## STATED EXERCISE
Give back exactly the lines that run from the line containing "Give the mask of every instance of the ground" through the end of the listing below. Leave out every other line.

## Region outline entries

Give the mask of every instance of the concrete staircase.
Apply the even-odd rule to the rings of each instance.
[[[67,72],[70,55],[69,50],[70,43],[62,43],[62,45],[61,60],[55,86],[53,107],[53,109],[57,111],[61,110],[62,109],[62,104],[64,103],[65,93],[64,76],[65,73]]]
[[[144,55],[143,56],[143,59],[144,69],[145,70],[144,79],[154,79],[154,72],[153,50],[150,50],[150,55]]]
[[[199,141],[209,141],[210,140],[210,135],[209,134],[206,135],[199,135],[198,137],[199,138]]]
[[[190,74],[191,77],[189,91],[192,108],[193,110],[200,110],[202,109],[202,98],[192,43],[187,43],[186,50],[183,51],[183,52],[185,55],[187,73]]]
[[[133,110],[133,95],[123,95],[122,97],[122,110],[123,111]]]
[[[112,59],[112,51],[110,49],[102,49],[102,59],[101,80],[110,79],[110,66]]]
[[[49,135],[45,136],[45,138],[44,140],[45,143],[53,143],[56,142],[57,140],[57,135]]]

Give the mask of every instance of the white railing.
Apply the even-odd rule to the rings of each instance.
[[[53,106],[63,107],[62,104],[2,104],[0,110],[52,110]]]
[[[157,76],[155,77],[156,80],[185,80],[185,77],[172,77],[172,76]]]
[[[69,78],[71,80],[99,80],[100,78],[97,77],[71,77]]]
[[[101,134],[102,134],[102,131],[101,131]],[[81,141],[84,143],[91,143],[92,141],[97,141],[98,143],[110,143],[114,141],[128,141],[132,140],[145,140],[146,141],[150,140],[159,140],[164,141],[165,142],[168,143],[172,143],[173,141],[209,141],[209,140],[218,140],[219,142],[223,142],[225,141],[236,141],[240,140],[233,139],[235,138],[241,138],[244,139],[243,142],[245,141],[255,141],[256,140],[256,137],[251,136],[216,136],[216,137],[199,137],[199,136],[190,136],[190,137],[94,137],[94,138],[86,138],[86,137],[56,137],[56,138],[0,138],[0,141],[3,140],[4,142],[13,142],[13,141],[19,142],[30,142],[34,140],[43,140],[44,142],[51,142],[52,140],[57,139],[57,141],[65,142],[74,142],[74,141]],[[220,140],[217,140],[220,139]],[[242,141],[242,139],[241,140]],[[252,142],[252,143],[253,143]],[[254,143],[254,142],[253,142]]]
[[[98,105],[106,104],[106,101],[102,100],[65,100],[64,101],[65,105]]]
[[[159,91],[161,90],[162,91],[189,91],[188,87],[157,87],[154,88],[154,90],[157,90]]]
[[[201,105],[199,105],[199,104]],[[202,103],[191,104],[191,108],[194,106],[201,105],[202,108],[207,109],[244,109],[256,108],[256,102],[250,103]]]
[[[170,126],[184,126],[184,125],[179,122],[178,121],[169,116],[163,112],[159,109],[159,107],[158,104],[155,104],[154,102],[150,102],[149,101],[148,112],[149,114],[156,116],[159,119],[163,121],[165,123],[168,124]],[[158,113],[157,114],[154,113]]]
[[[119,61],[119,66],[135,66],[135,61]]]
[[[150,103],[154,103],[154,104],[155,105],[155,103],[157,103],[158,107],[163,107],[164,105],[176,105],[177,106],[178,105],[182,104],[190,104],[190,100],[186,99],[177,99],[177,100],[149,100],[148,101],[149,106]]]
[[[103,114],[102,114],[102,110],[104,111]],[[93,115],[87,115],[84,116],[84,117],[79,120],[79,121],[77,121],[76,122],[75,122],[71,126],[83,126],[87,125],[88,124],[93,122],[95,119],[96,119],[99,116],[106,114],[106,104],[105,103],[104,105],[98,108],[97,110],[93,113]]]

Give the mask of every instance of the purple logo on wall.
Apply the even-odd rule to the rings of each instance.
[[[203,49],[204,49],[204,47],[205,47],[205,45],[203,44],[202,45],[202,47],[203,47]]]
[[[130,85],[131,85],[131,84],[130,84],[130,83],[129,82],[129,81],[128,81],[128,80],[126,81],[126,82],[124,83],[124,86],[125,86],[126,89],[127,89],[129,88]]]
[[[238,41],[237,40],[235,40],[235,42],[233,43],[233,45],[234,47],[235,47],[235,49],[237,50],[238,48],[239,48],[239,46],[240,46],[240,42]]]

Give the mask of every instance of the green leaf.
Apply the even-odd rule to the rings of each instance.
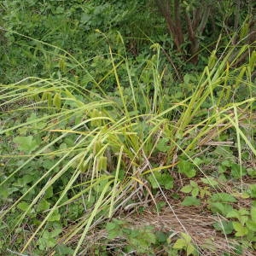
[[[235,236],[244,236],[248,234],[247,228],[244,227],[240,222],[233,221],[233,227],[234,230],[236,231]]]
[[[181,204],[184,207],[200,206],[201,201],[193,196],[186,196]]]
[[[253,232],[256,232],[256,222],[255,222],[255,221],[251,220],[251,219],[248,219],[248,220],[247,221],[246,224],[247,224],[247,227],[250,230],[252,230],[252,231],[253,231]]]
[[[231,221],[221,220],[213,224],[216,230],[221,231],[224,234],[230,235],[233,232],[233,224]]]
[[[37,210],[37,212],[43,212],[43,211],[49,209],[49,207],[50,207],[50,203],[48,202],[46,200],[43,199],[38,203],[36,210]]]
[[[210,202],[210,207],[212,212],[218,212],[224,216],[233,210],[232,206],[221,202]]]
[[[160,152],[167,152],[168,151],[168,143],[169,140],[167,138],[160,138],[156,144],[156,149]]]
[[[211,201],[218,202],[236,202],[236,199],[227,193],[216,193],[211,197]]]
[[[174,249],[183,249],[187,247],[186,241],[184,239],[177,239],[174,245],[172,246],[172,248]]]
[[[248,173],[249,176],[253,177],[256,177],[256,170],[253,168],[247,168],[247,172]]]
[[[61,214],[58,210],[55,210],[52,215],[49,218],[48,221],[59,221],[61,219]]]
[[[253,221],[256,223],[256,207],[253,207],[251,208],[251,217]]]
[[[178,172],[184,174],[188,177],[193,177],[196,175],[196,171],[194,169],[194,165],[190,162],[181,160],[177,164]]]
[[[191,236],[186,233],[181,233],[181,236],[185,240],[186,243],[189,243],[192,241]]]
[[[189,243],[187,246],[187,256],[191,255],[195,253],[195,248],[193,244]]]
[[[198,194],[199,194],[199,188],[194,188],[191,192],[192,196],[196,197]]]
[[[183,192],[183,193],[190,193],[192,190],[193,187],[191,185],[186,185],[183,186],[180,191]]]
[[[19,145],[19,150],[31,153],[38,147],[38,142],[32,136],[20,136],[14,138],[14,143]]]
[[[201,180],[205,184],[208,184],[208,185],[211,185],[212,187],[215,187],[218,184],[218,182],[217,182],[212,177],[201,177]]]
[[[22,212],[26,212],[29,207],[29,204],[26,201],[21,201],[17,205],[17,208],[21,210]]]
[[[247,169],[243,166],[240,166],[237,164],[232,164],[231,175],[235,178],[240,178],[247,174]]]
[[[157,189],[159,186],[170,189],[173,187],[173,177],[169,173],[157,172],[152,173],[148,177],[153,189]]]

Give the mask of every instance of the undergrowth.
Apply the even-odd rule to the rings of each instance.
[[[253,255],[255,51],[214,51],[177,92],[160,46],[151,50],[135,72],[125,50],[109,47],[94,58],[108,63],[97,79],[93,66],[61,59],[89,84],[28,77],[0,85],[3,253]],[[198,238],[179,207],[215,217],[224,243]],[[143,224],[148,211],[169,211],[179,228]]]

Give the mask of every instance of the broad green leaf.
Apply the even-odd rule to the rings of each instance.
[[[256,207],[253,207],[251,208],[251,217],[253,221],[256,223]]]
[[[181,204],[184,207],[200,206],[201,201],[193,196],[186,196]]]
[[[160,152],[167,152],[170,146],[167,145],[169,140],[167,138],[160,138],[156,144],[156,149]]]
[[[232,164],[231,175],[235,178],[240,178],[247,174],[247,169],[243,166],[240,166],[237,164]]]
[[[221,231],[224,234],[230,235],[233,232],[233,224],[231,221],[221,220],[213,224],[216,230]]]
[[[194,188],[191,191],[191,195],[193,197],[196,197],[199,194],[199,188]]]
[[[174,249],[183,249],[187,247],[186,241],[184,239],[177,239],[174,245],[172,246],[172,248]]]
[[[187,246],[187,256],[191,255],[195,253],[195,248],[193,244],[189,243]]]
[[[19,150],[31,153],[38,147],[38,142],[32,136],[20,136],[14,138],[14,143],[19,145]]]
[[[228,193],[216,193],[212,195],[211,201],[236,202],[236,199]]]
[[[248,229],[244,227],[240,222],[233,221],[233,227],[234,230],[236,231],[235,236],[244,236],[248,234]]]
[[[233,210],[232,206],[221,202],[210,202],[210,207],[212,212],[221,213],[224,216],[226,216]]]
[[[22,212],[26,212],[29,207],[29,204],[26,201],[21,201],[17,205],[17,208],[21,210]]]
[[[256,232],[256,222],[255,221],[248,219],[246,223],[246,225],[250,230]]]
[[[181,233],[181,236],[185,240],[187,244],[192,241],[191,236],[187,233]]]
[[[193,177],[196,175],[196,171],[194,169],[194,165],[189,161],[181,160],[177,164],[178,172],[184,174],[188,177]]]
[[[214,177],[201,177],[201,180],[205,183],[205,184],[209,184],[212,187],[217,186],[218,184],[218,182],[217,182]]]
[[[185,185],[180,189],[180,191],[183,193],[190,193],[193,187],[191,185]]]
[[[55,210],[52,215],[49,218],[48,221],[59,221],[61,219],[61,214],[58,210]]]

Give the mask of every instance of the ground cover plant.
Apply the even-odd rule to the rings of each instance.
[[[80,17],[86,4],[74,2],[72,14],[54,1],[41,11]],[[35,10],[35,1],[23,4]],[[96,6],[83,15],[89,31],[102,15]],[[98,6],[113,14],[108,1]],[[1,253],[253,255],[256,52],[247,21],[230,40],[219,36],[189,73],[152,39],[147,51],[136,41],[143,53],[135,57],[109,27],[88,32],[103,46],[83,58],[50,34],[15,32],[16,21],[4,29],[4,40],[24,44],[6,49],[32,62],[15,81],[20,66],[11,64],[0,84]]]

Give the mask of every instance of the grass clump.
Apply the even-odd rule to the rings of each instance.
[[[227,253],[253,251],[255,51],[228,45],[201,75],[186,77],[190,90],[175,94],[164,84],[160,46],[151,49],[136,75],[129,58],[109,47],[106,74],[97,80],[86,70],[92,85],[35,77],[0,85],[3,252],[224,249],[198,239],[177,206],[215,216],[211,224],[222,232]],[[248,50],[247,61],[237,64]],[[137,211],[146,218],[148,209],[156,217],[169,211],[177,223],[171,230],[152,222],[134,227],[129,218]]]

## ANSWER TO THE EXERCISE
Give the mask of every instance of the ground cover plant.
Apply the even-odd rule to the rings of each instance.
[[[80,17],[86,4],[74,2],[72,14],[54,1],[41,11]],[[35,10],[35,1],[23,4]],[[96,6],[83,15],[89,31],[102,15]],[[98,6],[113,14],[108,1]],[[1,253],[253,255],[256,52],[247,21],[230,40],[219,36],[189,73],[152,39],[147,51],[136,41],[143,53],[135,57],[109,27],[88,32],[103,46],[83,58],[50,34],[15,32],[16,21],[4,29],[4,40],[24,44],[6,49],[32,62],[15,81],[20,66],[11,64],[0,84]]]

Give the mask of every instance of the grass clump.
Apply the even-odd rule to the rings of each instance.
[[[227,253],[253,251],[255,51],[228,45],[201,75],[186,77],[190,90],[175,94],[164,84],[160,46],[151,49],[136,75],[129,58],[109,47],[106,74],[97,80],[86,70],[92,85],[35,77],[0,85],[3,252],[224,249],[198,239],[177,206],[215,216],[211,224],[222,232]],[[248,50],[247,61],[237,64]],[[137,211],[146,218],[148,209],[156,217],[169,211],[177,223],[171,230],[152,222],[134,227],[129,218]]]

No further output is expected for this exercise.